> [TEKS BACAAN]

****

Oleh Friderikus Hia
Ada pertanyaan-pertanyaan sederhana saya dalam memaknai Hari Sumpah Pemuda, 28 Oktober. Pertanyaan itu, antara lain mengapa Anda ada di Indonesia? Apakah tindakan Anda mencerminkan jiwa Indonesia? Makna jiwa Indonesia itu seperti apa?
Bagi saya pertanyaan itu tidak terjawab sempurna. Walaupun demikian, setiap pembaca tulisan ini akan menemukan jawaban secara pribadi lepas pribadi tentang apa yang sebaiknya Anda pikirkan dan Anda lakukan untuk Indonesia.
Peringatan Hari Sumpah Pemuda ini merupakan momentum berharga bagi pemuda Indonesia mengenang kembali identitas sebagai penyokong kemajuan bangsa indonesia dan dunia pada umumnya. Berbicara tentang pemuda Indonesia mendasari pikiran kita untuk kembali mengingat perjalanan sejarah bangsa serta menuntun kita menafsirkan ke depan, sebab perbincangan pada masa kini tidak lepas dari masa lampau sebagai tongkat perjalanan serta masa depan sebagai arah dan tujuan perjuangan bangsa saat ini.

****

> [TUJUAN TUGAS]
**1.** Jawablah pertanyaan berikut berdasarkan tulisan tentang Hari Sumpah Pemuda.
(a) Pada tanggal berapa Hari Sumpah Pemuda diperingati?
(b) Apakah pertanyaan-pertanyaan penulis terjawab sempurna menurut penulis sendiri?
(c) Peringatan Hari Sumpah Pemuda menjadi momentum bagi pemuda Indonesia untuk mengenang kembali identitas sebagai apa?
**2.** Teruskan tulisan tentang Hari Sumpah Pemuda mulai dari sesudah kalimat terakhirnya.

****

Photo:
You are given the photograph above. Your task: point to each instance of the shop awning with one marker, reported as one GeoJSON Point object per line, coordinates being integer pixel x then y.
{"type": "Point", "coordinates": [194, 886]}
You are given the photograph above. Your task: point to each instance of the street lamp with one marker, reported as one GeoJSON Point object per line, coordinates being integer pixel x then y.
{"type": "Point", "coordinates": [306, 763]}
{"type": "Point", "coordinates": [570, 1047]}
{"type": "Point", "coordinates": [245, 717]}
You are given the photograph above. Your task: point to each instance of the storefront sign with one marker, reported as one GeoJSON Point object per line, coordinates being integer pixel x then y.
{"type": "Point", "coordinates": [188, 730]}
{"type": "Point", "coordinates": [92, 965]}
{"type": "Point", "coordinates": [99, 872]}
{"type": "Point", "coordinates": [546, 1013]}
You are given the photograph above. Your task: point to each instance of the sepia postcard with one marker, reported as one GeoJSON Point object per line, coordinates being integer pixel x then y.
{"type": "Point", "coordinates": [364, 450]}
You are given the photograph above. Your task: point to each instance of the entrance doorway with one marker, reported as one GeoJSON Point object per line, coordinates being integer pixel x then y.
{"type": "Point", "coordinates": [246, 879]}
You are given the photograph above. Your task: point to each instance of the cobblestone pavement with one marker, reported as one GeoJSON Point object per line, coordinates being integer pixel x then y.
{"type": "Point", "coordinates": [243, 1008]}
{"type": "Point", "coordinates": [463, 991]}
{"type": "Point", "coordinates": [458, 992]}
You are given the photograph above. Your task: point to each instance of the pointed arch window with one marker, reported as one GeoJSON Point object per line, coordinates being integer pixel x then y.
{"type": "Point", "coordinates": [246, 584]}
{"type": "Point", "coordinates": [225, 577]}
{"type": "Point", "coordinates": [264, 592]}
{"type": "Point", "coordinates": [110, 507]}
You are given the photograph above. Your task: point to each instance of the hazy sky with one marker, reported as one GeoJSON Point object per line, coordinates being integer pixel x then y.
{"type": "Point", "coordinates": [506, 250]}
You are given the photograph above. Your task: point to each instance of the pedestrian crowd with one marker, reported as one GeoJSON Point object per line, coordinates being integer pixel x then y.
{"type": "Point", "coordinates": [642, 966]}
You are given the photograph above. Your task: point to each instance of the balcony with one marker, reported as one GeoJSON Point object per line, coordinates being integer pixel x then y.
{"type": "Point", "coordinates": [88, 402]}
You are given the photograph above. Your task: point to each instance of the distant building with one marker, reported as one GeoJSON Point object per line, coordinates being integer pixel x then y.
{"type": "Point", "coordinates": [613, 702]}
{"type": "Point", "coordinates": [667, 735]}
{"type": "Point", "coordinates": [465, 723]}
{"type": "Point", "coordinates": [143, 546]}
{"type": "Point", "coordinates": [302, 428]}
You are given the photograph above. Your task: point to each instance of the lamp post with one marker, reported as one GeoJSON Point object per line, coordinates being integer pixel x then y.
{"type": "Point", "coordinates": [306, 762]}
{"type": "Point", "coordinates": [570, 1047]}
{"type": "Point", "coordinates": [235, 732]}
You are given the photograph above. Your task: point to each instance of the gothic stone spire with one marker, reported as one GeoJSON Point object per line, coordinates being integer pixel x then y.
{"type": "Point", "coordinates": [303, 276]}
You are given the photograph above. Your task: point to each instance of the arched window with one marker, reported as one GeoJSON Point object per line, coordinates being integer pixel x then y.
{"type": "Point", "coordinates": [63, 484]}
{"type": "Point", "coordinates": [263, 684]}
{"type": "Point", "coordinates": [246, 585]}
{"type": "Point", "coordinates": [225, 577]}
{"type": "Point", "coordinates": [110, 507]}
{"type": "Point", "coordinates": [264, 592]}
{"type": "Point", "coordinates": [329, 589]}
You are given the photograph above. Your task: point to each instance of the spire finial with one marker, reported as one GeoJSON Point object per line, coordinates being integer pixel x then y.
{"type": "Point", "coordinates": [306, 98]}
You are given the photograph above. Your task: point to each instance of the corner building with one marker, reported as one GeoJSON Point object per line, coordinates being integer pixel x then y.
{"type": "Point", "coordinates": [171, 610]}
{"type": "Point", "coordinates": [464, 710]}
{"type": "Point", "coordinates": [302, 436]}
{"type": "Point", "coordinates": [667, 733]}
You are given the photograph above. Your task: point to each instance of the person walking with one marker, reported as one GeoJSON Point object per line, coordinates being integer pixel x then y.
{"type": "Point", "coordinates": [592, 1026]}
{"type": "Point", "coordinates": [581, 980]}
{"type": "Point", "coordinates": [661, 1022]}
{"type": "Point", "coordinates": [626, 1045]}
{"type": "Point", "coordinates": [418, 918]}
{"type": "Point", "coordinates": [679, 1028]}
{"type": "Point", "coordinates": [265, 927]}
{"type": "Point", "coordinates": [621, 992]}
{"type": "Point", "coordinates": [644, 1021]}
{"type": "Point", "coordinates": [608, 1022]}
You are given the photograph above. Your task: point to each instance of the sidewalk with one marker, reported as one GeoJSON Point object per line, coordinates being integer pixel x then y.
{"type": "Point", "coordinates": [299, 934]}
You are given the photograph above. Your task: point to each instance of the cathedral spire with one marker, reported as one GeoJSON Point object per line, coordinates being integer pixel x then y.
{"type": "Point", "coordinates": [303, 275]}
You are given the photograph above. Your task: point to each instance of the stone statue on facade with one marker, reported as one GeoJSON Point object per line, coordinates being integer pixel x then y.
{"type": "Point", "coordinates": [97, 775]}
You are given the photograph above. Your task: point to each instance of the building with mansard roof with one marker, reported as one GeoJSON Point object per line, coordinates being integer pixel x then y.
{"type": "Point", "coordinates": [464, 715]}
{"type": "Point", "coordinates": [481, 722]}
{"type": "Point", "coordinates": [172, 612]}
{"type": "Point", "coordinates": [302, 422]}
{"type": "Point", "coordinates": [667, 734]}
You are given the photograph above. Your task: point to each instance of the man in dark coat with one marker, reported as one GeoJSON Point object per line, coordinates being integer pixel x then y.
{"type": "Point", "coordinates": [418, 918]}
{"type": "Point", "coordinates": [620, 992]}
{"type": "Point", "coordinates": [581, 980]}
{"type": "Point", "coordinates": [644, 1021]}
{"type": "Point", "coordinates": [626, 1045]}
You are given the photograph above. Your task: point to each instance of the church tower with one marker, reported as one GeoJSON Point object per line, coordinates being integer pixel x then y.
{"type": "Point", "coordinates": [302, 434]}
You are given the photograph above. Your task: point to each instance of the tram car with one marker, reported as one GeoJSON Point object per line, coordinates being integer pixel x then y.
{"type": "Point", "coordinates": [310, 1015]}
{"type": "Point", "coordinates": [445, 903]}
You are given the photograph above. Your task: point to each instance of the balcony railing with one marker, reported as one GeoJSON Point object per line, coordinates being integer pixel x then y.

****

> [SOAL TERJAWAB]
**1.**
(a) 28 Oktober.
(b) Tidak, pertanyaan itu tidak terjawab sempurna.
(c) Sebagai penyokong kemajuan bangsa Indonesia dan dunia pada umumnya.

**2.**
Secara jujur dan kritis terhadap realitas keindonesiaan sejak masa pra-Proklamasi Kemerdekaan (bahkan jauh sebelumnya), terlihat bahwa sejerah bangsa negara kita sangat dinamis bahkan fluktuaktif dengan berbagai kecenderungan pada setiap era. Pada masa pra dan pasca-Proklamasi, kehidupan bangsa masih sangat kental diwarnai idealisme perjuangan melepaskan diri dari penjajahan, sementara spirit persatuan dan kesatuan (solidaritas nasional) tidak sulit digalang karena seluruh rakyat digerakkan oleh motivasi yang sama.
Semangat “kekitaan” yang berhasil dilebur dari “kekamian” melalui Sumpah Pemuda 1928, sangat mewarnai kebangsaan kita saat itu. Pada langkah berikutnya, Pancasila yang sejak awal diidealkan menjadi common platform bangsa oleh pendiri bangsa mulai mengalami cobaan-cobaan serius.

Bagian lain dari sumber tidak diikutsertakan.